- _List of tasks_:
a: Say whether each statement agrees with the Go compatibility proposal, answering yes or no and quoting the deciding words: (i) The proposal deals with old versions of Go compiling newer Go code. (ii) Go has averaged about one Kubernetes-breaking change per year in recent years. (iii) Security problems are an exception to Go's compatibility promise.
b: Copy the Go compatibility proposal from "This proposal is" to "about forward compatibility.".
c: According to the Go compatibility proposal, what practice developed since Go 1 does the compatibility promise fail to capture?

- _Passage provided_:
============================================================
Russ Cox
December 2022
Earlier discussion at https://go.dev/issue/55090.
Proposal at https://go.dev/issue/56986.
Go's emphasis on backwards compatibility is one of its key strengths. There are, however, times when we cannot maintain strict compatibility, such as when changing sort algorithms or fixing clear bugs, when existing code depends on the old algorithm or the buggy behavior. This proposal aims to address many such situations by keeping older Go programs executing the same way even when built with newer Go distributions.
This proposal is about backward compatibility, meaning new versions of Go compiling older Go code. Old versions of Go compiling newer Go code is a separate problem, with a different solution. There is not a proposal yet. For now, see the discussion about forward compatibility.
Go 1 introduced Go's compatibility promise, which says that old programs will by and large continue to run correctly in new versions of Go. There is an exception for security problems and certain other implementation overfitting. For example, code that depends on a given type not implementing a particular interface may change behavior when the type adds a new method, which we are allowed to do.
We now have about ten years of experience with Go 1 compatibility. In general it works very well for the Go team and for developers. However, there are also practices we‘ve developed since then that it doesn’t capture (specifically GODEBUG settings), and there are still times when developers' programs break. I think it is worth extending our approach to try to break programs even less often, as well as to explicitly codify GODEBUG settings and clarify when they are and are not appropriate.
As background, I‘ve been talking to the Kubernetes team about their experiences with Go. It turns out that Go’s been averaging about one Kubernetes-breaking change per year for the past few years. I don‘t think Kubernetes is an outlier here: I expect most large projects have similar experiences. Once per year is not high, but it’s not zero either, and our goal with Go 1 compatibility is zero.
============================================================
- _Raw data_:
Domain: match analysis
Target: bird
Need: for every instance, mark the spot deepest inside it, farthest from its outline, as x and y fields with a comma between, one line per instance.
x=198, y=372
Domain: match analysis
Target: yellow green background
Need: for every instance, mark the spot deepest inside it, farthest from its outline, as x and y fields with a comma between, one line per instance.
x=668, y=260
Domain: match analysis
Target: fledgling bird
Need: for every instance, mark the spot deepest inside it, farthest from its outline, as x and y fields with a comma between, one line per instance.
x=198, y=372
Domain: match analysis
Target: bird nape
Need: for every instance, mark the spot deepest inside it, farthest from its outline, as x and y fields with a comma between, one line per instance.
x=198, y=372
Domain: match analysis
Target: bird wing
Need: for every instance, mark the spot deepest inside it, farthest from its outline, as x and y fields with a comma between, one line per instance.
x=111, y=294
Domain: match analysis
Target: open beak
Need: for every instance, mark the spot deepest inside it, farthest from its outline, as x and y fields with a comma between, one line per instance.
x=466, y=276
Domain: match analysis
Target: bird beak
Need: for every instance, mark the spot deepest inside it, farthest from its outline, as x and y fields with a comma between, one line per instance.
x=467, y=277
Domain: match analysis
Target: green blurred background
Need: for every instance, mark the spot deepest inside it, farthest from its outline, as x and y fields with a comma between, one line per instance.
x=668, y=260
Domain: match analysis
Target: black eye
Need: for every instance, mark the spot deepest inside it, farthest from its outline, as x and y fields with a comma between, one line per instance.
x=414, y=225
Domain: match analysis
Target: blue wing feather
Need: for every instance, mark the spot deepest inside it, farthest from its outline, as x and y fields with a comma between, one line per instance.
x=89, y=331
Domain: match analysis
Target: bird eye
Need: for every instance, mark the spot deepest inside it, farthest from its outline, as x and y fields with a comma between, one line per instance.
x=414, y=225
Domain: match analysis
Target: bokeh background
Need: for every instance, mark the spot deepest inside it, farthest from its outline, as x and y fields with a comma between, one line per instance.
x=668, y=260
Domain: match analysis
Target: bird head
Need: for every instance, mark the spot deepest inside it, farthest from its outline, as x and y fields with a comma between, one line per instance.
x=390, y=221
============================================================
- _Responses in order_:
a:
(i) No: "This proposal is about backward compatibility, meaning new versions of Go compiling older Go code."
(ii) Yes: "It turns out that Go’s been averaging about one Kubernetes-breaking change per year for the past few years."
(iii) Yes: "There is an exception for security problems and certain other implementation overfitting."

b:
This proposal is about backward compatibility, meaning new versions of Go compiling older Go code. Old versions of Go compiling newer Go code is a separate problem, with a different solution. There is not a proposal yet. For now, see the discussion about forward compatibility.

c: GODEBUG settings.